■ Kısa görev 1: Aşağıdaki listede "window" kelimesini içeren bütün satırları lütfen toplayın.

■ Verilen metin:

Ya'ni şehadete ehliyyetin şartlarından birisi de hakkiyle zabt-ü hıfızdır. Ahlâkı marzıyyesi olmıyanların şehadeti mu'teber olmıyacağı gibi ahzinde veya zabtında halel bulunanların dahi şehadeti mu'teber değildir. Fakat zabt için evvelinden ahırına kadar her lâhza hafızasında tutmak da şert değildir. Elverir ki, edayı şehadet edeceği sırada hakkiyle tezekkür ve tahattur etmiş bulunsun. Demek ki, bir vak'ayı defterine kaydeden bunu bir müddet unutsa da sonra o deftere müracaat ettiği zaman zihninden eyice hatırlarsa şahadet edebilir. Kendi kendine «kaydetmişim amma hâlâ iyi hatırlayamıyorum» diyorsa edemez. Şahidlerin ihtara tâbi' olması da iyi olmaz. Unutan şahid kendiliğinden hatırlıyabilmeli, nısabı şehadetin lâekal iki olması da reyb-ü töhmeti, ihtimali hata ve nisyanı bertaraf ederek zabtın ve adaletin kuvvetini tebyin ettirmek içindir. İşte sureti umumiyede mülâhaza edildiği zaman erkeklere nisbetle kadınlarda kuvveti zabt, nakıs ve ihtimali nisyan galibtir. Böyle olmıyanları bulunabilirse de i'tibar cinse ve ekseredir. Bunu şöyle mülâhaza edebiliriz:

Evvelâ kadınlık fıtratinde hassasiyyet galibdir ve galebei hassasiyyet, kesreti teessüratı istilzam eder. Kesreti teessür ise esbabı nisyandandır ve zabt-ü hıfz işi sadece bir zekâ mes'elesi değildir. Bir çok zeki insanlar vardır ki, ziyadei hassasiyyetinden ve kesreti teessüründen naşi hafızasına i'timad olunamaz.

■ Gösterilen malzeme:
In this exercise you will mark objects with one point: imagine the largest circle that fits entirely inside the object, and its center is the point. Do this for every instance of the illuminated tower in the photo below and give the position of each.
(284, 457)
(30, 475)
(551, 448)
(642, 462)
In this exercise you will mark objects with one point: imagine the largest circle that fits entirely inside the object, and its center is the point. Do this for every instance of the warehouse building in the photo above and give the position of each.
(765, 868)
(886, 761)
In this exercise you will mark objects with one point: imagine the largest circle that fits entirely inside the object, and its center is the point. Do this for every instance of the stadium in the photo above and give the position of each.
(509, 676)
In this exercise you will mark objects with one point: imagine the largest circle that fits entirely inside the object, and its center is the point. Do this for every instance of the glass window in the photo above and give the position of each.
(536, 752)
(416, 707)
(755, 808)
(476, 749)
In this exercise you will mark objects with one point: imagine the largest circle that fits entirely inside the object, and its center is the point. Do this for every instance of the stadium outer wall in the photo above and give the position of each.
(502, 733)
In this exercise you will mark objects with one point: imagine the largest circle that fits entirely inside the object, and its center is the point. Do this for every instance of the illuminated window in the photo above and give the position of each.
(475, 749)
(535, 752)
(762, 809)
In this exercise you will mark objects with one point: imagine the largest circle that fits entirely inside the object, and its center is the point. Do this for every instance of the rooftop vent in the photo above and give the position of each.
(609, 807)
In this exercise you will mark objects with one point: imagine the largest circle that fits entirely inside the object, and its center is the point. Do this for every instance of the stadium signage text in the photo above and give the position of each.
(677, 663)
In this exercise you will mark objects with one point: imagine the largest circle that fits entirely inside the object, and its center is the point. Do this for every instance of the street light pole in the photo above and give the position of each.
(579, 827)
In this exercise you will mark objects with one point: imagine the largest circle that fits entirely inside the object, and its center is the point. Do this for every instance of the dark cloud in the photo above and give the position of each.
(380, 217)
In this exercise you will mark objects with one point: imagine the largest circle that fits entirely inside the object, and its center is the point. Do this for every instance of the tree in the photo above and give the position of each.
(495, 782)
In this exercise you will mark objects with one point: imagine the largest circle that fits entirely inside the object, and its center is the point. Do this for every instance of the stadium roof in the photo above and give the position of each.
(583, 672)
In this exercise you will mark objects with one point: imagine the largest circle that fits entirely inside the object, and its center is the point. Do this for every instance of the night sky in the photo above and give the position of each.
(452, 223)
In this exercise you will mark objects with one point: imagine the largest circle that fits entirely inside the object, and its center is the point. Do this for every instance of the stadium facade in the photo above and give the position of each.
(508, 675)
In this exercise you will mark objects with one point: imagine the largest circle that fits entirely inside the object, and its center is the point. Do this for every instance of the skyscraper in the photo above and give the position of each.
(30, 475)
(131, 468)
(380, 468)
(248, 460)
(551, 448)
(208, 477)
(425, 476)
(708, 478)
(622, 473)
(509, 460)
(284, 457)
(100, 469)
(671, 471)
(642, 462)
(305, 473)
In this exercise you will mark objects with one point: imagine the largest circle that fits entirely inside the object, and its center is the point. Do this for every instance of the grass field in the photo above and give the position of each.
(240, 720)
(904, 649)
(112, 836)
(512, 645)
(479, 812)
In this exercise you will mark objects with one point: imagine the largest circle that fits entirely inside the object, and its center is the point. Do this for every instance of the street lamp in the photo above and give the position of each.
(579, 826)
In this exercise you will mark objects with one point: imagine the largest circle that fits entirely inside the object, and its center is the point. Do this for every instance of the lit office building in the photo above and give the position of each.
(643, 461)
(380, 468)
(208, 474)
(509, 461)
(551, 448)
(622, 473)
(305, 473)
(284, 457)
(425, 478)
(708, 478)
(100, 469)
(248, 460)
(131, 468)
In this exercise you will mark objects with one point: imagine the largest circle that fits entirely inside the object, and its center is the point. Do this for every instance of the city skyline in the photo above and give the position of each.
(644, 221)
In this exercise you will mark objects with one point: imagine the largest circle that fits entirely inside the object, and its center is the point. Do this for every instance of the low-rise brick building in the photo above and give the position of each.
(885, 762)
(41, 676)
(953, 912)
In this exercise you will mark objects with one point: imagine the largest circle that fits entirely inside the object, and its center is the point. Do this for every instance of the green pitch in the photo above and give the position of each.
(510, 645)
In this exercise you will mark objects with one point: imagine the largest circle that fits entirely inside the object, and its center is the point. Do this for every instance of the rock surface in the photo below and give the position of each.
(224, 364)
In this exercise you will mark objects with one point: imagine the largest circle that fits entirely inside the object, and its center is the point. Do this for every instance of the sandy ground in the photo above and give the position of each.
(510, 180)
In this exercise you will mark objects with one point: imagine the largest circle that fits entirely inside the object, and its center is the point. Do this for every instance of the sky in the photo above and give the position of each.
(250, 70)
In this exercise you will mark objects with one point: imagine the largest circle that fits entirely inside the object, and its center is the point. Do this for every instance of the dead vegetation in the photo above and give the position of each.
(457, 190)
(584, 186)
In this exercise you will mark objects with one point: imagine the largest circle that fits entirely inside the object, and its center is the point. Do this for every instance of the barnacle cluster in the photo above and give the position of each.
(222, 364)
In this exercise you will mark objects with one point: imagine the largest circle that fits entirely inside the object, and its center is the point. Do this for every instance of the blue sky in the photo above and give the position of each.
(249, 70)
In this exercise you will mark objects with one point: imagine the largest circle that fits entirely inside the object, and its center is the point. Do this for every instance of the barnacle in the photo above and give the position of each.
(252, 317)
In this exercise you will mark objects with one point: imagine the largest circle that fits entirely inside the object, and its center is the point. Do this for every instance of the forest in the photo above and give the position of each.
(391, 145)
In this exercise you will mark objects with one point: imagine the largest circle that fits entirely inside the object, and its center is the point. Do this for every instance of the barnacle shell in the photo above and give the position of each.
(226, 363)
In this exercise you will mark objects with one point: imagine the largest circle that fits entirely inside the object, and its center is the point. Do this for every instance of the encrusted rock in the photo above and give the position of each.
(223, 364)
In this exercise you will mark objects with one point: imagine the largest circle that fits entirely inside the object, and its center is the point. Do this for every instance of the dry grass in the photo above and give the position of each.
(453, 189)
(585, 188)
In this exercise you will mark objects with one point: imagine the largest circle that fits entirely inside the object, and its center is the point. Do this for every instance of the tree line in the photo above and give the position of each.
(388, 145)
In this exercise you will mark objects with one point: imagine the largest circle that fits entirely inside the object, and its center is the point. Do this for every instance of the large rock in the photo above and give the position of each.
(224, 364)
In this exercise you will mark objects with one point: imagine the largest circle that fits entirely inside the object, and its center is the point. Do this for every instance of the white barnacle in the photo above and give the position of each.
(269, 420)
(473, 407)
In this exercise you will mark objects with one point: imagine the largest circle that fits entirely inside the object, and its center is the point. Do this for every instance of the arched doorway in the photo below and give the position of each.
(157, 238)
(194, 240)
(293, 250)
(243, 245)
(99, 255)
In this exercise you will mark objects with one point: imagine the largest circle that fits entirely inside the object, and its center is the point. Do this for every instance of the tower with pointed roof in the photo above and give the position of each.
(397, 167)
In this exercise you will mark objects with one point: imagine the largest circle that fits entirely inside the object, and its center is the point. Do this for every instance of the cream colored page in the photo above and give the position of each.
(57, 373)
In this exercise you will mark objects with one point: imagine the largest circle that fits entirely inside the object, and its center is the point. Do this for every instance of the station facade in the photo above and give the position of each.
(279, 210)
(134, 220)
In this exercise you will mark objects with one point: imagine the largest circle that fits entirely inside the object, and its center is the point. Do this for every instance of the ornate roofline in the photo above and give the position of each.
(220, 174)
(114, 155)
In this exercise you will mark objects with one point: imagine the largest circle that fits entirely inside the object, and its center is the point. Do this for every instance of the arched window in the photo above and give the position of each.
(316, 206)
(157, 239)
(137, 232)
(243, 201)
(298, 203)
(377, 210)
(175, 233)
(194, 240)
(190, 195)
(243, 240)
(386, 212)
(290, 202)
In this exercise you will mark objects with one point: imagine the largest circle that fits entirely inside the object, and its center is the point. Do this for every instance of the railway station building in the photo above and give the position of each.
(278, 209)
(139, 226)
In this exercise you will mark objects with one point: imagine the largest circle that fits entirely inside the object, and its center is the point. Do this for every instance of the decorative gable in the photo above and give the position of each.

■ Kısa görev 2: Yukarıdaki şahitlikle ilgili metinden "Evvelâ kadınlık fıtratinde" ile başlayıp "hafızasına i'timad olunamaz." ifadesine kadar süren kısmı harfiyen tekrarlayın.

■ Çıktı 1:
In this exercise you will mark objects with one point: imagine the largest circle that fits entirely inside the object, and its center is the point. Do this for every instance of the glass window in the photo above and give the position of each.
In this exercise you will mark objects with one point: imagine the largest circle that fits entirely inside the object, and its center is the point. Do this for every instance of the illuminated window in the photo above and give the position of each.
In this exercise you will mark objects with one point: imagine the largest circle that fits entirely inside the object, and its center is the point. Do this for every instance of the arched window in the photo above and give the position of each.

■ Çıktı 2:
Evvelâ kadınlık fıtratinde hassasiyyet galibdir ve galebei hassasiyyet, kesreti teessüratı istilzam eder. Kesreti teessür ise esbabı nisyandandır ve zabt-ü hıfz işi sadece bir zekâ mes'elesi değildir. Bir çok zeki insanlar vardır ki, ziyadei hassasiyyetinden ve kesreti teessüründen naşi hafızasına i'timad olunamaz.